### DATA ROWS ###
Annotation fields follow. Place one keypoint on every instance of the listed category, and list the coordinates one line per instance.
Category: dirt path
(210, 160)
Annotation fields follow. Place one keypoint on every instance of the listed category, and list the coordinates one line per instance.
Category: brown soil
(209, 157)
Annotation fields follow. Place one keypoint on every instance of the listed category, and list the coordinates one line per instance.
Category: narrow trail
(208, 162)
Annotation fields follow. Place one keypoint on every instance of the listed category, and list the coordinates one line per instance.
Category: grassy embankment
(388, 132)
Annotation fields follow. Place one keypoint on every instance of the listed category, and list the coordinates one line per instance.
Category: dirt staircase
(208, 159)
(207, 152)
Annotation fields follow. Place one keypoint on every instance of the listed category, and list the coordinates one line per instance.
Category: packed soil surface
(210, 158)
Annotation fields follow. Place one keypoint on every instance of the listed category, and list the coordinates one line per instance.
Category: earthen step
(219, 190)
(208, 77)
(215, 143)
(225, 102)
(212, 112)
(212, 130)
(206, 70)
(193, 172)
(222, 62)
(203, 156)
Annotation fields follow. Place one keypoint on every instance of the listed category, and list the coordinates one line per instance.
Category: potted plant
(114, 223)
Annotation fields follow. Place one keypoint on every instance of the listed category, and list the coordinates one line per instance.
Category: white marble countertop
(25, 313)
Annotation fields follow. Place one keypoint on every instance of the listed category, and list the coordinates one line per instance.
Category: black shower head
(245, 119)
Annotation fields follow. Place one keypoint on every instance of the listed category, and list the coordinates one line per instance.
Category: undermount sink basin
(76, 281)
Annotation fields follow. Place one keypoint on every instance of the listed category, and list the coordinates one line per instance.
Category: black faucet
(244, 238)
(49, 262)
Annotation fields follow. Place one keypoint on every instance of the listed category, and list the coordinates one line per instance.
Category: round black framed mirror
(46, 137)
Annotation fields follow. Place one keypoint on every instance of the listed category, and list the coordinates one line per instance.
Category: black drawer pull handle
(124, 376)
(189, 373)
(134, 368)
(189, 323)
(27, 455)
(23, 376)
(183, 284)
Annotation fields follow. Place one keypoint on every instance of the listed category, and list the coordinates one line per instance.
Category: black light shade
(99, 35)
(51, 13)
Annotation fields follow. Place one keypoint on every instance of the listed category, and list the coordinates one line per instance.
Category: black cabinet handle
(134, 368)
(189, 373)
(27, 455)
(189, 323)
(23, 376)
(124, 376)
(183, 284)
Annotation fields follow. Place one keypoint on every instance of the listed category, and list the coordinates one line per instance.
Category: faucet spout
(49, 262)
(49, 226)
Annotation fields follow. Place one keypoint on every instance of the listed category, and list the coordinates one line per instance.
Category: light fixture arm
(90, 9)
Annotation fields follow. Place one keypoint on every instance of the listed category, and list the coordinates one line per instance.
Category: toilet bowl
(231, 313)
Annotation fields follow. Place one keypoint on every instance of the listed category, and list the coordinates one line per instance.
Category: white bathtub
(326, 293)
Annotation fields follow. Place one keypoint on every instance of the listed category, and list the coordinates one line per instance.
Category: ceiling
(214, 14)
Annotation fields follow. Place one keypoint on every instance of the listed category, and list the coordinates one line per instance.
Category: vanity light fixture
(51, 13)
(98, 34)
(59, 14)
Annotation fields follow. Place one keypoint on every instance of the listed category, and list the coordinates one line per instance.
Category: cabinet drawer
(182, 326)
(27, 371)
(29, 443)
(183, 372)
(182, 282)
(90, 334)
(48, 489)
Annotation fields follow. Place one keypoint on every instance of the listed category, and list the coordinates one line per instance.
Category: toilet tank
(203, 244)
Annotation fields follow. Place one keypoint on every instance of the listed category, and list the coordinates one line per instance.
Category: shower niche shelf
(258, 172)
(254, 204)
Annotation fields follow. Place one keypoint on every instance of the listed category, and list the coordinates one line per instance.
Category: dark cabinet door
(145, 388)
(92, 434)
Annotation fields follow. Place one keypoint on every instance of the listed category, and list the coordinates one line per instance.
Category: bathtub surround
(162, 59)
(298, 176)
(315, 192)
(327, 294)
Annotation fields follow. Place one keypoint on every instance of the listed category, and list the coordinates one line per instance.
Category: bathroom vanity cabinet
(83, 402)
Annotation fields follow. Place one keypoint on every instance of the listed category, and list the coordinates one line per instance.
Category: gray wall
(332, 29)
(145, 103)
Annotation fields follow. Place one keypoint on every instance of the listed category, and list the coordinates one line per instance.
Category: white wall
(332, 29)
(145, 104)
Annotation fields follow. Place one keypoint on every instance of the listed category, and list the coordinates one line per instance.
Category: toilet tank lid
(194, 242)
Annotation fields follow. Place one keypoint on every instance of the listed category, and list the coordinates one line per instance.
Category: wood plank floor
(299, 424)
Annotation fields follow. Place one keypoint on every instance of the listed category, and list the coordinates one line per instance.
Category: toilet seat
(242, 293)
###
**WHAT THE EXERCISE ASKS**
Repeat the entries above exactly, leaving nothing out.

**ANSWER TO THIS EXERCISE**
Annotation fields follow. Place one keypoint on every instance of the listed category, and list the coordinates one line per instance.
Category: dirt path
(210, 160)
Annotation fields follow. Place one keypoint on every instance of the listed category, and list the coordinates one line per instance.
Category: brown soil
(209, 157)
Annotation fields follow. Place one keypoint on every instance of the listed category, and list the coordinates one line per instance.
Category: narrow trail
(208, 162)
Annotation fields follow. Place one keypoint on every instance of the listed category, and list the coordinates one line per instance.
Category: grassy embankment
(388, 132)
Annotation fields follow. Place one keypoint on every instance of the listed category, and list the coordinates one line per instance.
Category: dirt staircase
(208, 159)
(207, 152)
Annotation fields follow. Place one keypoint on every instance of the listed category, and list the coordinates one line per instance.
Category: packed soil surface
(210, 158)
Annotation fields follow. Place one keypoint on every instance of the listed category, and list the coordinates one line per instance.
Category: earthen step
(219, 190)
(208, 77)
(215, 143)
(225, 102)
(212, 112)
(212, 130)
(206, 70)
(193, 172)
(222, 62)
(203, 156)
Annotation fields follow. Place one keypoint on every instance of the listed category, and list the coordinates one line per instance.
Category: potted plant
(114, 223)
Annotation fields follow. Place one keypoint on every instance of the listed category, and list the coordinates one line per instance.
Category: white marble countertop
(25, 313)
Annotation fields follow. Place one keypoint on every instance of the listed category, and list the coordinates one line per instance.
Category: black shower head
(245, 119)
Annotation fields follow. Place one keypoint on every instance of the listed category, and list the coordinates one line per instance.
Category: undermount sink basin
(76, 281)
Annotation fields follow. Place one keypoint on every instance of the listed category, and list the coordinates one line per instance.
Category: black faucet
(244, 238)
(49, 262)
Annotation fields follow. Place one keypoint on every instance of the listed category, and list the coordinates one line per instance.
Category: round black framed mirror
(46, 137)
Annotation fields follow. Place one keypoint on every instance of the listed category, and list the coordinates one line per instance.
Category: black drawer pull handle
(124, 376)
(189, 373)
(134, 368)
(189, 323)
(27, 455)
(23, 376)
(183, 284)
Annotation fields follow. Place one keypoint on every instance of the listed category, and list the coordinates one line per instance.
Category: black light shade
(99, 35)
(51, 13)
Annotation fields follow. Place one keypoint on every instance of the listed category, and list the coordinates one line per instance.
Category: black cabinet handle
(134, 368)
(189, 373)
(27, 455)
(189, 323)
(23, 376)
(124, 376)
(183, 284)
Annotation fields follow. Place one keypoint on every instance of the listed category, and list the coordinates one line per instance.
Category: faucet spout
(49, 262)
(49, 226)
Annotation fields follow. Place one keypoint on every instance of the listed category, and list the coordinates one line per instance.
Category: light fixture arm
(90, 9)
Annotation fields follow. Place one keypoint on every instance of the listed category, and list the coordinates one line per instance.
Category: toilet bowl
(231, 313)
Annotation fields follow. Place one keypoint on every instance of the listed category, and list the coordinates one line per instance.
Category: white bathtub
(326, 293)
Annotation fields follow. Place one keypoint on every instance of the listed category, and list the coordinates one line per instance.
Category: ceiling
(214, 14)
Annotation fields follow. Place one keypoint on every instance of the listed category, and list the coordinates one line per instance.
Category: vanity light fixture
(51, 13)
(98, 34)
(59, 14)
Annotation fields follow. Place one keypoint on every instance of the listed category, and list the coordinates one line per instance.
Category: cabinet drawer
(182, 326)
(27, 371)
(29, 443)
(183, 372)
(182, 282)
(90, 334)
(48, 489)
Annotation fields follow. Place one keypoint on every instance of the listed category, and list the coordinates one line per instance.
Category: toilet tank
(203, 244)
Annotation fields follow. Place one keypoint on every instance of the listed category, and list the coordinates one line per instance.
Category: shower niche shelf
(258, 172)
(254, 204)
Annotation fields follow. Place one keypoint on every instance of the listed category, and list the coordinates one line per instance.
Category: dark cabinet door
(145, 388)
(92, 434)
Annotation fields follow. Place one keypoint on every instance of the listed category, and list the coordinates one line per instance.
Category: bathtub surround
(162, 59)
(298, 176)
(315, 192)
(327, 294)
Annotation fields follow. Place one keypoint on every instance of the listed category, and list the coordinates one line per instance.
Category: bathroom vanity cabinet
(83, 402)
Annotation fields follow. Place one keypoint on every instance of the listed category, and list the coordinates one line per instance.
Category: gray wall
(332, 29)
(145, 103)
Annotation fields follow. Place one keypoint on every instance of the listed category, and list the coordinates one line per instance.
Category: white wall
(332, 29)
(145, 104)
Annotation fields follow. Place one keypoint on every instance of the listed category, and list the coordinates one line per instance.
Category: toilet tank lid
(194, 242)
Annotation fields follow. Place one keypoint on every instance of the listed category, and list the coordinates one line per instance.
Category: wood plank floor
(299, 424)
Annotation fields follow. Place one keypoint on every instance of the listed category, and list the coordinates one line per instance.
Category: toilet seat
(242, 293)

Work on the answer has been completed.